### SELECTED TEXT:
Transform or Other Solution to set null value to 0 on first run

dmdm · June 22, 2018, 7:09pm

In the below example for: yellow state for ({{ctx.payload.first.hits.total}}) and red state ({{ctx.payload.second.hits.total}}). The first time a yellow status triggers the alert there is nothing in the index so the alert would look like this:

Cluster has been in a yellow state for () minutes and a red state for () minutes over the past hour Current status is yellow.

How would I do a transform or something else so the first time it triggers it would look like this:

Cluster has been in a yellow state for (0) minutes and a red state for (0) minutes over the past hour Current status is yellow.

then after it would just use the hit counter for ctx.payload.first and ctx.payload.second on the next min through if the cluster is still in a yellow or red state?

  "trigger": {
    "schedule": {
      "interval": "1m"
    }
  },
  "input": {
    "chain": {
      "inputs": [
        {
          "first": {
            "search": {
              "request": {
                "search_type": "query_then_fetch",
                "indices": [
                  "watch_cluster_health"
                ],
                "types": [],
                "body": {
                  "query": {
                    "bool": {
                      "must": [
                        {
                          "match": {
                            "cluster_state": "yellow"
                          }
                        },
                        {
                          "range": {
                            "Time": {
                              "gte": "now-1h"
                            }
                          }
                        }
                      ]
                    }
                  }
                }
              }
            }
          }
        },
        {
          "second": {
            "search": {
              "request": {
                "search_type": "query_then_fetch",
                "indices": [
                  "watch_cluster_health"

### DATA SECTION:
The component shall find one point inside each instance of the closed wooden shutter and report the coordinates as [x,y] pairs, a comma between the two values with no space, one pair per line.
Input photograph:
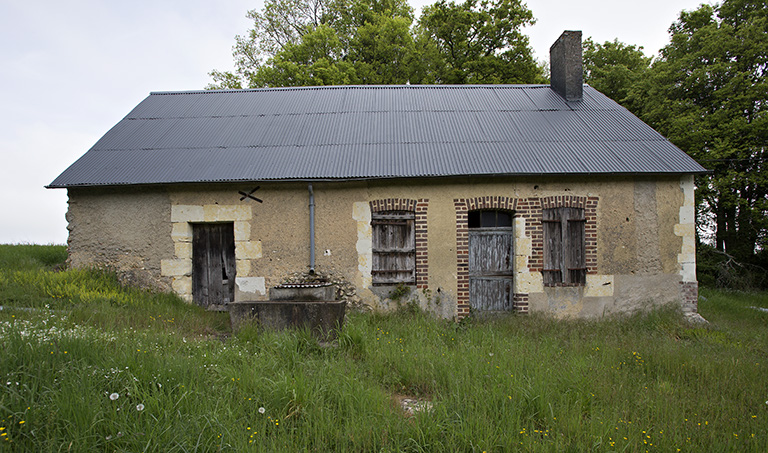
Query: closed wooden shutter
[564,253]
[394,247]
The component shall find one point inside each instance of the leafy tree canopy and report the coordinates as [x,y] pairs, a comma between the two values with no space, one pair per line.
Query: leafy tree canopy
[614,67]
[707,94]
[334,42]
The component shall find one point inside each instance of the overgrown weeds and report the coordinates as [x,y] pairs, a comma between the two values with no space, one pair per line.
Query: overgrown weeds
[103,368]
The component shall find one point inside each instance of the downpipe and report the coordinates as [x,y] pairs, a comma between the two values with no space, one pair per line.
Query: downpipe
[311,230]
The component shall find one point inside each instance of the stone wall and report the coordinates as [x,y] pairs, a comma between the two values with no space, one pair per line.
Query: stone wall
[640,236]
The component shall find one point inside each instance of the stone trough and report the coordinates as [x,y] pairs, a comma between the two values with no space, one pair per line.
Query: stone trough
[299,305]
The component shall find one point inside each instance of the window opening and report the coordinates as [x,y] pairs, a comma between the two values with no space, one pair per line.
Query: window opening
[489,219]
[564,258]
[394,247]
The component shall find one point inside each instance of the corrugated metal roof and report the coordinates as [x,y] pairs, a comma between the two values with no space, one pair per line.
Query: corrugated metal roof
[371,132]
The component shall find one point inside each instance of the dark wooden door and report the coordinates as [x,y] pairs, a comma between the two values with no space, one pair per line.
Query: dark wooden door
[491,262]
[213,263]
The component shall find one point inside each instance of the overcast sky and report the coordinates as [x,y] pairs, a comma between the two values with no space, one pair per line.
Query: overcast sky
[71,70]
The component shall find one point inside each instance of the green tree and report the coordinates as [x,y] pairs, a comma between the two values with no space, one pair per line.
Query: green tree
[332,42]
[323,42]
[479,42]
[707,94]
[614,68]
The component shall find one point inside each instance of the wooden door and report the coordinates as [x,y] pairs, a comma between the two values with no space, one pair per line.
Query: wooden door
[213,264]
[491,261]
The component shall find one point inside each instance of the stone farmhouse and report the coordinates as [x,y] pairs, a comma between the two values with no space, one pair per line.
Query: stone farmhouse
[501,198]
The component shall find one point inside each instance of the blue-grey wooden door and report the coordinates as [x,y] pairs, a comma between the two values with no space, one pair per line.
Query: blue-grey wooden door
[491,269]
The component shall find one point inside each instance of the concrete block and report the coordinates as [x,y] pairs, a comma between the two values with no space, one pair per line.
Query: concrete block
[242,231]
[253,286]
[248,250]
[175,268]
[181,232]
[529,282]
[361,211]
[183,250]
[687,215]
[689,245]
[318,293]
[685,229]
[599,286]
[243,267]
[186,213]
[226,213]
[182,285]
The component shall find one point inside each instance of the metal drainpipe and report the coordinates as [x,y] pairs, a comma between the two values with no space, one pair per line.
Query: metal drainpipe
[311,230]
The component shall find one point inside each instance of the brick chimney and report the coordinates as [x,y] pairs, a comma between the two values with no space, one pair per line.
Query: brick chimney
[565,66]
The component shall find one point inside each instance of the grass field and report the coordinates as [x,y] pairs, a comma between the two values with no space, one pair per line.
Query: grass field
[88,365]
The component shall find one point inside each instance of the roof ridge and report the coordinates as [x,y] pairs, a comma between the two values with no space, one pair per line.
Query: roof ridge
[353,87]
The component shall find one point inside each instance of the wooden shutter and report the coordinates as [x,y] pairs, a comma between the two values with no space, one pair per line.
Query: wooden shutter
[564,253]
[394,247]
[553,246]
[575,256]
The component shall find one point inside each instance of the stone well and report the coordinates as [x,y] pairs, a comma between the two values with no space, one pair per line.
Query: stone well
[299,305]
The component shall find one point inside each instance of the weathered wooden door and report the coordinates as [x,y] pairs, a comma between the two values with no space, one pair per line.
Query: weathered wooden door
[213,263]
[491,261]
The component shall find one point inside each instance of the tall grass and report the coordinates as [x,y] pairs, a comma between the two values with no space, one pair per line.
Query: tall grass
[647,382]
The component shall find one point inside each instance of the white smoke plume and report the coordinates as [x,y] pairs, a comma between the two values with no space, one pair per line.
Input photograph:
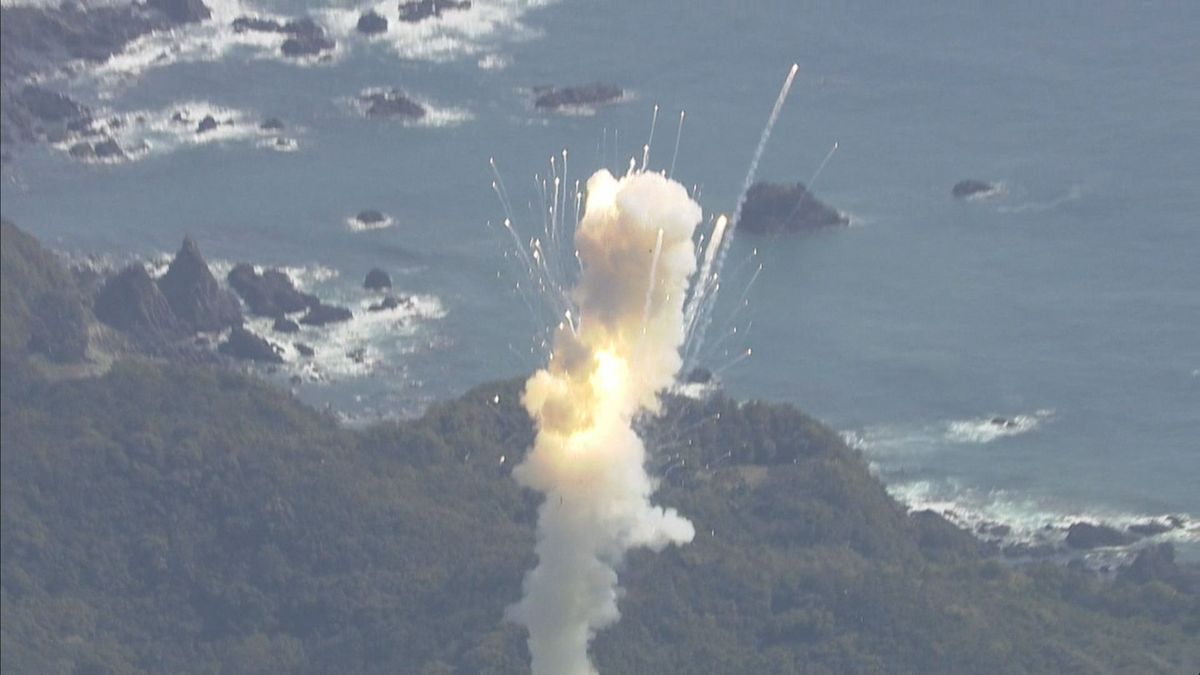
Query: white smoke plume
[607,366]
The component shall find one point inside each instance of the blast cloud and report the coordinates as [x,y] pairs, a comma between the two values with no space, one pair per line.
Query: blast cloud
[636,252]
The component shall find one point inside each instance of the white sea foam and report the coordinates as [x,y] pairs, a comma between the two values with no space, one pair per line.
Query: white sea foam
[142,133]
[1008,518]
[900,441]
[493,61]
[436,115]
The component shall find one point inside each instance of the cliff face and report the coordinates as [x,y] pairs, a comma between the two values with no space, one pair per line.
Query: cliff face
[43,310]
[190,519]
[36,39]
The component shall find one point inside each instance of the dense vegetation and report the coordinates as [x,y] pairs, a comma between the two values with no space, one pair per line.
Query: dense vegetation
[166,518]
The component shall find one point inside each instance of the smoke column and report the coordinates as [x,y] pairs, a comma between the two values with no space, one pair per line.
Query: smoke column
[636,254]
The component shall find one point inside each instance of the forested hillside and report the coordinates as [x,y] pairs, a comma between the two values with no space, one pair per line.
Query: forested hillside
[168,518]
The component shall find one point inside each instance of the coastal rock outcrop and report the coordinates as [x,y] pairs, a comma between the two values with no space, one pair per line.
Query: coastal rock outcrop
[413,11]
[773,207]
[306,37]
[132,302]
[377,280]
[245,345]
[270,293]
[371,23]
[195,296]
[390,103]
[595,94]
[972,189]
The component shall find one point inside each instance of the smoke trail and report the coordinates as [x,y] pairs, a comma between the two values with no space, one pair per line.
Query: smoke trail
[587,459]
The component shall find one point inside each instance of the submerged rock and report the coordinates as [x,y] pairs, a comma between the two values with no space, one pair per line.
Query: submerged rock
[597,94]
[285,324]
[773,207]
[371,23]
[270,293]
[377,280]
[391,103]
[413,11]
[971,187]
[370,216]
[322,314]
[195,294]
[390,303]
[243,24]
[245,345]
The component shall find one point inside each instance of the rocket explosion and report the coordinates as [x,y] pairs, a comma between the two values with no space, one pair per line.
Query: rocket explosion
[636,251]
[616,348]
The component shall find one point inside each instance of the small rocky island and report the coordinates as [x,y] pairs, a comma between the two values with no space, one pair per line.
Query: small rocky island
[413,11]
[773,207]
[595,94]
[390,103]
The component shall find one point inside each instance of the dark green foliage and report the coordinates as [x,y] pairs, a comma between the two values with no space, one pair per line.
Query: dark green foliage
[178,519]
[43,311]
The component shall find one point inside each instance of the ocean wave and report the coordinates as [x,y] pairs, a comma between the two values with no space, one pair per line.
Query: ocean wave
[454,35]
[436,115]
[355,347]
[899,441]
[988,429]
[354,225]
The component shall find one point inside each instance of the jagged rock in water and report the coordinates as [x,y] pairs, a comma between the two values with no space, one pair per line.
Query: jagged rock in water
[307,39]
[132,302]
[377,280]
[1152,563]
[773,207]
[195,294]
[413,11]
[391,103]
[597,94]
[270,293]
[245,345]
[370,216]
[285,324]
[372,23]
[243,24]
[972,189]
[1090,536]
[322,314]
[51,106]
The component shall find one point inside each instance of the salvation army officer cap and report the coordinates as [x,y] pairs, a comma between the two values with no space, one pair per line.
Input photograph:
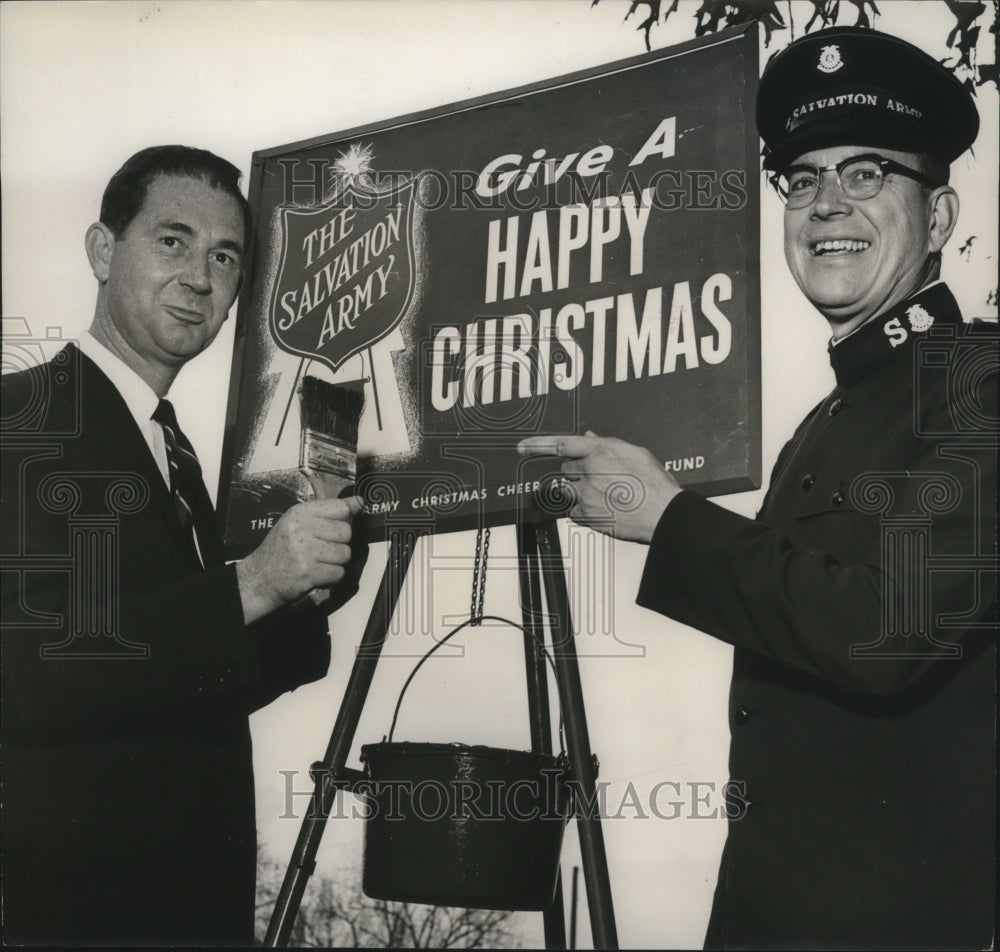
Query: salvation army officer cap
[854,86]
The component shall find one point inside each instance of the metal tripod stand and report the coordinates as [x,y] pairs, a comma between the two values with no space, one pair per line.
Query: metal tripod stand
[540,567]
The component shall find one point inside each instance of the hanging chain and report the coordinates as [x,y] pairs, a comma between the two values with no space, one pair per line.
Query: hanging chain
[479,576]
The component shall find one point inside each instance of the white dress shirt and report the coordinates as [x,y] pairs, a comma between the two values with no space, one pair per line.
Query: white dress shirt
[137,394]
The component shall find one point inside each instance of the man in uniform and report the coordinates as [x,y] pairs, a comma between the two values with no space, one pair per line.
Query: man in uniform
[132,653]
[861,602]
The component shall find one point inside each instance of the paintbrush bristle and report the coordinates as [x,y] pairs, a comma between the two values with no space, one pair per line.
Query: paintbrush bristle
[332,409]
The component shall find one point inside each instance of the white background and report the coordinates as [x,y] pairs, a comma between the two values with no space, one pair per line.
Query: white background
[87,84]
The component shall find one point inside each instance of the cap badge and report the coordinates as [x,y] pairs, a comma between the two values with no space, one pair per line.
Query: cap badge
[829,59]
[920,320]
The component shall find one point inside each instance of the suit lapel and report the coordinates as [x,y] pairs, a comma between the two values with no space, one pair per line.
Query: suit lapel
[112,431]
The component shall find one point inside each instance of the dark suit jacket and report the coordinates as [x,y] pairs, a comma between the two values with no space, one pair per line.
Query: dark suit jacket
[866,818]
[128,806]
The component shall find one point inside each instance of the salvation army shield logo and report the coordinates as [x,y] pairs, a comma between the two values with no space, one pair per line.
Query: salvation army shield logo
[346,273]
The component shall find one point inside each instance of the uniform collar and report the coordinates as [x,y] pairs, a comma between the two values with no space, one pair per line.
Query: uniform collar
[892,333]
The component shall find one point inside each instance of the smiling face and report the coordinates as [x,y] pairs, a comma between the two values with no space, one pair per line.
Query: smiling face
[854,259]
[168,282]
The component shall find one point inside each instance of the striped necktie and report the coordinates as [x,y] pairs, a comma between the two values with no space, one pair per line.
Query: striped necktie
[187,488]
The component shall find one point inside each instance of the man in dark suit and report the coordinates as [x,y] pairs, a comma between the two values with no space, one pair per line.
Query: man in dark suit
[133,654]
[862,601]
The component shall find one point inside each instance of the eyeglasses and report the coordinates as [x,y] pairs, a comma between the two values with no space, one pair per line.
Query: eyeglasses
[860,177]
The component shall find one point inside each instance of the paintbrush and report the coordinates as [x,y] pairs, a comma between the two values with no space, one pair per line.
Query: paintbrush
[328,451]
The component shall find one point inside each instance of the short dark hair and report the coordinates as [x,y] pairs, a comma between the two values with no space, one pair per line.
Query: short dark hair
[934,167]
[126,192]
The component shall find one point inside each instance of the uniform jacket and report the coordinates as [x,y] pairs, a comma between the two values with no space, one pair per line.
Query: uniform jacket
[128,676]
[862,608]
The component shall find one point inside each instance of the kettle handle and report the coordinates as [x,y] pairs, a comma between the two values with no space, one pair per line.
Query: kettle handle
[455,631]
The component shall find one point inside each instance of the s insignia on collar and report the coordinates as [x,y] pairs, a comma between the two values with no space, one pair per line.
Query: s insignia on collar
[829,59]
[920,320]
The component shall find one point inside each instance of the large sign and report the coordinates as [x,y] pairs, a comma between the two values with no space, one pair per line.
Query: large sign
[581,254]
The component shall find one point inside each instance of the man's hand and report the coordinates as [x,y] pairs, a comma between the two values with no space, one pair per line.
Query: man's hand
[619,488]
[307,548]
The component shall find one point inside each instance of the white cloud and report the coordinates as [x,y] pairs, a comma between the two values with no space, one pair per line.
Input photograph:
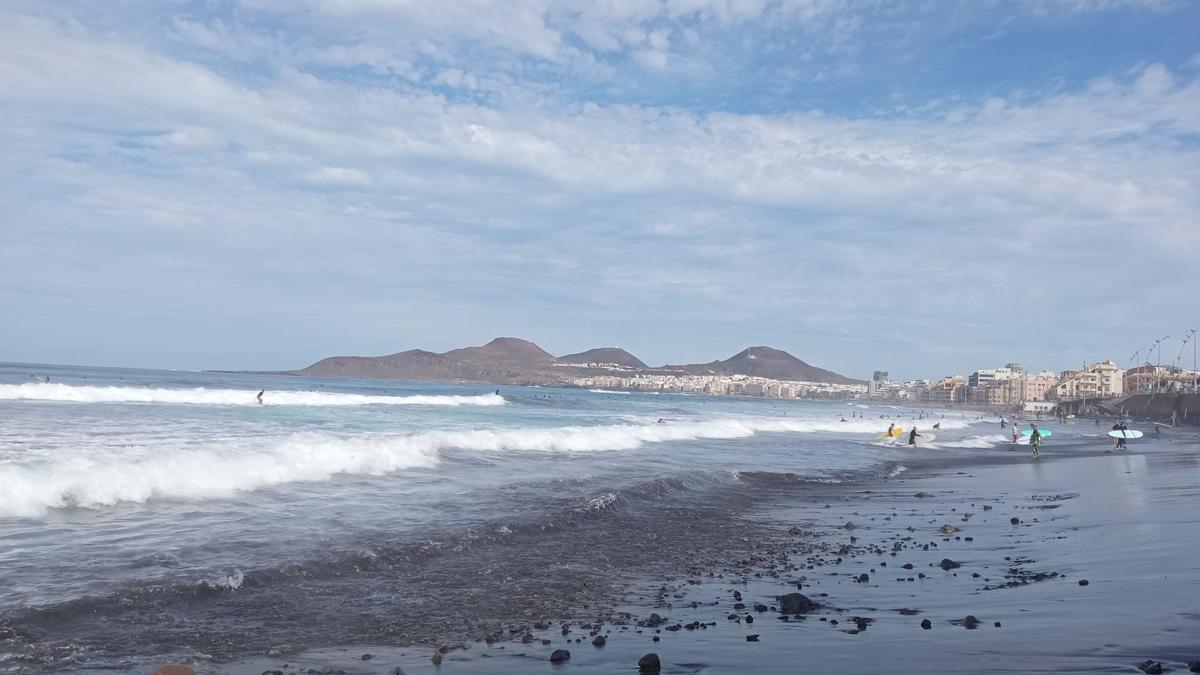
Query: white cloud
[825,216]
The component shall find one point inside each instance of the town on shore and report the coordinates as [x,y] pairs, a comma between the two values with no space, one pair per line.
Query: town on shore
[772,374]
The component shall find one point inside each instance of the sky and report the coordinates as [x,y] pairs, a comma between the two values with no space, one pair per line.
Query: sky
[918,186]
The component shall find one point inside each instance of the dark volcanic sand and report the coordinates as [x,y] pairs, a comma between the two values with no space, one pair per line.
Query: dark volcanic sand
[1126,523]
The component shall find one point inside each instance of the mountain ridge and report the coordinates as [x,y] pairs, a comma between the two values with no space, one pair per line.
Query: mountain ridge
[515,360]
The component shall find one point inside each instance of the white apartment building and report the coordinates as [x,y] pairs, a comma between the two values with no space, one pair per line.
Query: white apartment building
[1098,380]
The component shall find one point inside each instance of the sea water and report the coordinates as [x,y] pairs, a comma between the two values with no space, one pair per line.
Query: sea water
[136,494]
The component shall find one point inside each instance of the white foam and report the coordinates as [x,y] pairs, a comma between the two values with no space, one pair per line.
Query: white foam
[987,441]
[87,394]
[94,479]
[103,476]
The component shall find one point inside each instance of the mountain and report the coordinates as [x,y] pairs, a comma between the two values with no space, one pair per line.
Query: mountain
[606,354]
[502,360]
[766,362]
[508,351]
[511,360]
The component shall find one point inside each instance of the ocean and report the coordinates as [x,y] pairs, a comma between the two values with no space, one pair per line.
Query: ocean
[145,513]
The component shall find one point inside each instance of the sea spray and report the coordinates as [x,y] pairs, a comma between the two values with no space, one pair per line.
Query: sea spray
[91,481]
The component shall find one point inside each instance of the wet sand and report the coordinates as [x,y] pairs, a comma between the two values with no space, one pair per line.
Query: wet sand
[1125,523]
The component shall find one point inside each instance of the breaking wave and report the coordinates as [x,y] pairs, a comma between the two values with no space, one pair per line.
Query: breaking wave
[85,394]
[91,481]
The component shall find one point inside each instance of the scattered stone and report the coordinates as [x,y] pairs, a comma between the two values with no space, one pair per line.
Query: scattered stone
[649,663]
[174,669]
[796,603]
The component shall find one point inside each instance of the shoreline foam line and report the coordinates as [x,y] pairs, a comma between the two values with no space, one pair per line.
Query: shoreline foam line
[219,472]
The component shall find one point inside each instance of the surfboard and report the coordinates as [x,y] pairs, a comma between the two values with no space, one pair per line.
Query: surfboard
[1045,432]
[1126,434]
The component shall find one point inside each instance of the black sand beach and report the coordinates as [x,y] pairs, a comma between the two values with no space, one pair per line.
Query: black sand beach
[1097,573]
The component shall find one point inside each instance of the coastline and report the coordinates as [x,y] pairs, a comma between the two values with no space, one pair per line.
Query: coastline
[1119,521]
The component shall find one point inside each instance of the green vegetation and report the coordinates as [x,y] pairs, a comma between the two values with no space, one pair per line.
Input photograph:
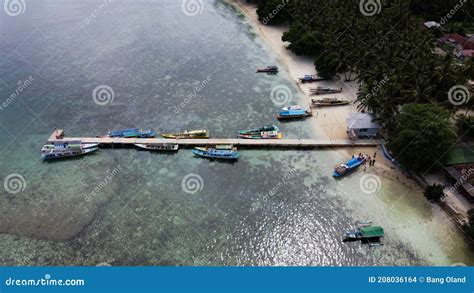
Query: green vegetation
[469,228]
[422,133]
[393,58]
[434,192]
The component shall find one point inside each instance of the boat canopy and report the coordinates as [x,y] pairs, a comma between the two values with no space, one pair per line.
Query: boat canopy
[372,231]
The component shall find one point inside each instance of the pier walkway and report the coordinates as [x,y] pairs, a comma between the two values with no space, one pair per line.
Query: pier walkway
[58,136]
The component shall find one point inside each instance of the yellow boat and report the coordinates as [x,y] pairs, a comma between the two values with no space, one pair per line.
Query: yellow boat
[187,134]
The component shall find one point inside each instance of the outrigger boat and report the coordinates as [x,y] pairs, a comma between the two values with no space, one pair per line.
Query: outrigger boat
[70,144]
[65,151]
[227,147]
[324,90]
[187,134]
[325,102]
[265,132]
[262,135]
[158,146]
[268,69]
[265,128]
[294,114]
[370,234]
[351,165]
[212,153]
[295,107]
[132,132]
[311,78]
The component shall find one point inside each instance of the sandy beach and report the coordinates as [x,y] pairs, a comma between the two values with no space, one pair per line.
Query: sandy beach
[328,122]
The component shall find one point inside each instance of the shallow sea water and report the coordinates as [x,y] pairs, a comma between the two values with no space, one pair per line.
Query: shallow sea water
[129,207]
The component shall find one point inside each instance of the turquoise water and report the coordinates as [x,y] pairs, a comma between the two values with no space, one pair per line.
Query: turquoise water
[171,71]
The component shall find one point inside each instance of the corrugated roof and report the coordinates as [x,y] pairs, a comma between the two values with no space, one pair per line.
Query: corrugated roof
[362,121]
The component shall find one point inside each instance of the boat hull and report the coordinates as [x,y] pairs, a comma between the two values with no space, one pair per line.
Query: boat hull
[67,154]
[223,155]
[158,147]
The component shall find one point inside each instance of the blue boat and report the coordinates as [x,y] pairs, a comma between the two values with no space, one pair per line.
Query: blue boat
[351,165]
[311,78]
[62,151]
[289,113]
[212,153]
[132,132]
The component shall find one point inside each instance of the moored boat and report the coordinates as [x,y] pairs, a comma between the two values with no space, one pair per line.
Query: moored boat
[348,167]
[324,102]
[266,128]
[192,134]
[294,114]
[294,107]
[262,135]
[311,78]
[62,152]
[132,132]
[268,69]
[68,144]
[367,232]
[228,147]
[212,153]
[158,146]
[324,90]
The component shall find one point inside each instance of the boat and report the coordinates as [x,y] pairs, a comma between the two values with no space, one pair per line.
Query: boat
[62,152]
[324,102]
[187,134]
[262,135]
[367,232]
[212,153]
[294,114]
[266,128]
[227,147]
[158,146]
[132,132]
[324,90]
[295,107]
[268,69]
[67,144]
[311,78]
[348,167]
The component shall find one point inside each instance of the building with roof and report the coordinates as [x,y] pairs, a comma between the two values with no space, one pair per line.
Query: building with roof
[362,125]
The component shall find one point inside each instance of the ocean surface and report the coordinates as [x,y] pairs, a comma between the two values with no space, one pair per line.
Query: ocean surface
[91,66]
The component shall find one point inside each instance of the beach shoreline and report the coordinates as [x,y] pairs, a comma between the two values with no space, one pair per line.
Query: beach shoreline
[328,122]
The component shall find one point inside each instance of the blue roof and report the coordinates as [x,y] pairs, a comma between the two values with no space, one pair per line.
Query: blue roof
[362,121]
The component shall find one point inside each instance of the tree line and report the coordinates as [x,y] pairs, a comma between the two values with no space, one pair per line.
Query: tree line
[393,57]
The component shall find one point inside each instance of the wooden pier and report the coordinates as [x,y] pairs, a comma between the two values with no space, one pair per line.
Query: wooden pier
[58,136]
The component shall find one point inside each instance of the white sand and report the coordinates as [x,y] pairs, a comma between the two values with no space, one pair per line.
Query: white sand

### REQUIRED TASK:
In the forum post on setting a null value to 0, list the keys that sit directly inside the "request" object of the "first" search.

### EXERCISE SOLUTION:
- search_type
- indices
- types
- body